# Start of Input for this task

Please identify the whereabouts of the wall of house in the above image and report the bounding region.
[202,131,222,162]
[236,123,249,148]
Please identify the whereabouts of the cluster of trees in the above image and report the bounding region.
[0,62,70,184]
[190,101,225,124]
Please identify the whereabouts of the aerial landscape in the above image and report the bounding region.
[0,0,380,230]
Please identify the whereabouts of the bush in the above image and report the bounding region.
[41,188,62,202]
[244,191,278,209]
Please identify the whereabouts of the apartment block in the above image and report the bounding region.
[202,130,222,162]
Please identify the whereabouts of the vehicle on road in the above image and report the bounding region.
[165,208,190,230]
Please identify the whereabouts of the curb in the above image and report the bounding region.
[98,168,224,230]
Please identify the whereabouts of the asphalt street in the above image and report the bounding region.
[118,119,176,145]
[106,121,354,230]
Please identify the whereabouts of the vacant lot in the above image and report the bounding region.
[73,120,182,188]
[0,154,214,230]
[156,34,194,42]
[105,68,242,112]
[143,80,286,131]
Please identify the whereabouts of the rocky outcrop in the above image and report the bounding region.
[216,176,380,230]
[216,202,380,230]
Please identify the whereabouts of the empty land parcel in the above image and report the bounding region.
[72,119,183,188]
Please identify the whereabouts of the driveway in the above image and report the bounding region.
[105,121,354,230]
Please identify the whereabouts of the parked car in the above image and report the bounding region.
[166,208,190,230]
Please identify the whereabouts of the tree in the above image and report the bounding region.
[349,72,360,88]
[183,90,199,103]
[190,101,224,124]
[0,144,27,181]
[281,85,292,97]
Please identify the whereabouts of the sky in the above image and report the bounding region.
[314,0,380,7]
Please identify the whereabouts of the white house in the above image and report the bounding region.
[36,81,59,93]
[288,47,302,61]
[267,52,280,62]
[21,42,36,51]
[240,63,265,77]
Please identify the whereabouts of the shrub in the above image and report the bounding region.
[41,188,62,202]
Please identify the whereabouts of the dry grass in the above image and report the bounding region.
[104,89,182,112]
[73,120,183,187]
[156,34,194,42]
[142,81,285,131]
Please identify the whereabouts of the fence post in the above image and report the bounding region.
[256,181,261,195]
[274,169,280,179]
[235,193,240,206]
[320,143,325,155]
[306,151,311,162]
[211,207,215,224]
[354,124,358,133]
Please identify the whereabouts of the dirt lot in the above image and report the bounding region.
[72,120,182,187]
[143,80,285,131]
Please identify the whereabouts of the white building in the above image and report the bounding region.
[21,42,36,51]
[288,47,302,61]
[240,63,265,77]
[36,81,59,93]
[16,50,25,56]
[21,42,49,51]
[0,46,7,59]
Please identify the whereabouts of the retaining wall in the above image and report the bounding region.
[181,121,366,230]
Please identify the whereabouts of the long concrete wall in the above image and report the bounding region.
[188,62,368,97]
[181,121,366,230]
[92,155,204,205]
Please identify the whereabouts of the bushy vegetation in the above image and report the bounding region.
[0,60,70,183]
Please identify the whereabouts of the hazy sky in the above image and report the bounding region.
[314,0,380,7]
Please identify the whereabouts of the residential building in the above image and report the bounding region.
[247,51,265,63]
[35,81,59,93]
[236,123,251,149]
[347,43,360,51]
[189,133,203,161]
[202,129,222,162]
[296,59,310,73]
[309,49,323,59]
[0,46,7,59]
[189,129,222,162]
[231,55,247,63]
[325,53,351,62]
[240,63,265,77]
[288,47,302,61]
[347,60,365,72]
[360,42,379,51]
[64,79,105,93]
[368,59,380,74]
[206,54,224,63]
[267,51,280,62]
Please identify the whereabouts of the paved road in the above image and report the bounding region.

# End of Input for this task

## Set task
Render every one of the records above as a numbered list, leaving out any blank lines.

## Task answer
1. Please identify the whereabouts of the wall of house in the above image and report the bounding region.
2. [202,131,222,162]
3. [236,123,249,148]
4. Please identify the whereabouts of the cluster of trees in the above image and report the bounding region.
5. [0,62,70,184]
6. [190,101,225,124]
7. Please identify the whereabouts of the aerial landscape in the above image and report the bounding region.
8. [0,0,380,230]
9. Please identify the whereabouts of the bush in the above image and report the bounding region.
10. [41,188,62,202]
11. [244,191,278,209]
12. Please identify the whereabouts of the apartment block in the above image and report the bounding region.
13. [202,130,222,162]
14. Please identify the whereabouts of the vehicle on road in the above image and report the bounding region.
15. [165,208,190,230]
16. Please identify the whereabouts of the curb in the above image and report the bounding region.
17. [98,168,224,230]
18. Please identify the whereabouts of the asphalt street in the above image and report the bounding region.
19. [118,119,176,145]
20. [106,121,354,230]
21. Please identify the whereabouts of the vacant lot in the above image and report the bounding region.
22. [73,120,182,188]
23. [0,154,214,230]
24. [156,34,194,42]
25. [105,68,242,112]
26. [143,80,286,131]
27. Please identify the whereabouts of the rocky outcrop in the above image and report the bounding region.
28. [216,176,380,230]
29. [216,202,380,230]
30. Please identify the whereabouts of the empty land parcel in the above image and report the bounding region.
31. [72,119,183,188]
32. Please identify the whereabouts of the driveway in the above image and report the bounding region.
33. [105,121,354,230]
34. Please identify the whereabouts of the parked car in the above image and report the bounding region.
35. [166,208,190,230]
36. Please identify the whereabouts of the tree in the above image and report the bounding region.
37. [349,72,360,88]
38. [183,90,199,103]
39. [190,101,224,124]
40. [0,144,27,181]
41. [281,85,292,97]
42. Please identify the whereabouts of the sky in the above image and report the bounding region.
43. [314,0,380,7]
44. Please identify the whereabouts of the white house in the above image and report the bounding region.
45. [36,81,59,93]
46. [288,47,302,61]
47. [267,52,280,62]
48. [21,42,36,51]
49. [240,63,265,77]
50. Please identify the whereabouts of the shrub in the above image and report the bounding region.
51. [41,188,62,202]
52. Please identify the whereabouts of the dry grass in the above image and report the bounding region.
53. [104,89,182,112]
54. [73,120,183,187]
55. [156,34,194,42]
56. [142,81,285,131]
57. Please identify the whereabouts of the fence post in the above image and report the bounding region.
58. [256,181,261,195]
59. [274,169,280,179]
60. [235,193,240,206]
61. [320,143,325,155]
62. [306,151,311,162]
63. [211,207,215,224]
64. [354,124,358,133]
65. Please identify the whereabouts of the dirt lot in the above image and report the bounding region.
66. [72,120,182,187]
67. [143,80,285,131]
68. Please identify the whereabouts of the white building in the above image and report the bounding region.
69. [21,42,36,51]
70. [288,47,302,61]
71. [240,63,265,77]
72. [36,81,59,93]
73. [16,50,25,56]
74. [21,42,49,51]
75. [0,46,7,59]
76. Please identify the whereabouts of the retaining wall in the above image and report the bounding region.
77. [181,121,366,230]
78. Please identify the whereabouts of the long concrete wall in the above image and report the bounding region.
79. [188,62,368,97]
80. [181,121,366,230]
81. [92,155,204,205]
82. Please identify the whereabouts of the bushy vegetation in the above image and report the bounding region.
83. [0,60,70,183]
84. Please identify the whereabouts of the hazy sky in the above image and report the bounding region.
85. [314,0,380,7]
86. Please identify the whereabouts of the residential building in the above image and report the bounding region.
87. [247,51,265,63]
88. [35,81,59,93]
89. [236,123,251,149]
90. [347,43,360,51]
91. [189,133,203,161]
92. [202,129,222,162]
93. [296,59,310,73]
94. [309,49,323,59]
95. [0,46,7,59]
96. [189,129,222,162]
97. [231,55,247,63]
98. [325,53,351,62]
99. [240,63,265,77]
100. [288,47,302,61]
101. [347,60,365,72]
102. [360,42,379,51]
103. [64,79,105,93]
104. [368,59,380,74]
105. [206,54,224,63]
106. [267,51,280,62]
107. Please identify the whereabouts of the paved road in the above image and report the bounding region.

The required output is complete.